* _Stated goal_: Gather every line of the material below that contains the word "sneaker", and copy each such line without alteration.

* _Provided records_:
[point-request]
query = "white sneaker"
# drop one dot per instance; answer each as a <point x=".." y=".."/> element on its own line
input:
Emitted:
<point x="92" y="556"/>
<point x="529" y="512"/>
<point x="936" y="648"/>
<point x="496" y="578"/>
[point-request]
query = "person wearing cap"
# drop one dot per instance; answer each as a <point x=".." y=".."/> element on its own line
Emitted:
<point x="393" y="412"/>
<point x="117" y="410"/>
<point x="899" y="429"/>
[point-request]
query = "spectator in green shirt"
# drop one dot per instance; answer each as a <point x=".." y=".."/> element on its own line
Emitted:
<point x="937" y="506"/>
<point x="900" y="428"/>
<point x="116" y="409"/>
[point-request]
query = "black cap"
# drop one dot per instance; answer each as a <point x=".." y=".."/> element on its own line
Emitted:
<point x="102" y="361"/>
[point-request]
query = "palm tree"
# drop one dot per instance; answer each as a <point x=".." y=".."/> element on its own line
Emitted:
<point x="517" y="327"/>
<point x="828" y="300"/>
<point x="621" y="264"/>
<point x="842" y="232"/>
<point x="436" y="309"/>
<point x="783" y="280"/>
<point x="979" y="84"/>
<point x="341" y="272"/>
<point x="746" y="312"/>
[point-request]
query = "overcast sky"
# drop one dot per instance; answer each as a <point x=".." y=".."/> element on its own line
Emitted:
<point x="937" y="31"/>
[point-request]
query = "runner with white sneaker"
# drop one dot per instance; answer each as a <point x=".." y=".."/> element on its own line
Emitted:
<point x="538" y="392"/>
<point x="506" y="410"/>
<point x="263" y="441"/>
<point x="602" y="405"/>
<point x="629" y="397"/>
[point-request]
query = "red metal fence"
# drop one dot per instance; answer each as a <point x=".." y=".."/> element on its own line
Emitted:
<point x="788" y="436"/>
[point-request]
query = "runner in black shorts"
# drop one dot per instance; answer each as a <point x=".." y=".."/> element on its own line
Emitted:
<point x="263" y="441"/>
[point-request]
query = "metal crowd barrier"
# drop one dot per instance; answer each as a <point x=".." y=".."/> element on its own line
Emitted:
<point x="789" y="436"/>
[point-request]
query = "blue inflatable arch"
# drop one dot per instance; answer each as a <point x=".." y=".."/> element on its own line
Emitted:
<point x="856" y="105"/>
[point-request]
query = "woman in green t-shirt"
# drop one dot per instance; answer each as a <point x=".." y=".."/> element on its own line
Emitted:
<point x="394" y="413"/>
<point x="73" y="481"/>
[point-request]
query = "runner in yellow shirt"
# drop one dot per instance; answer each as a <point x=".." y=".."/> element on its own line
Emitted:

* _Completed exercise_:
query = "white sneaker"
query = "runner with white sneaker"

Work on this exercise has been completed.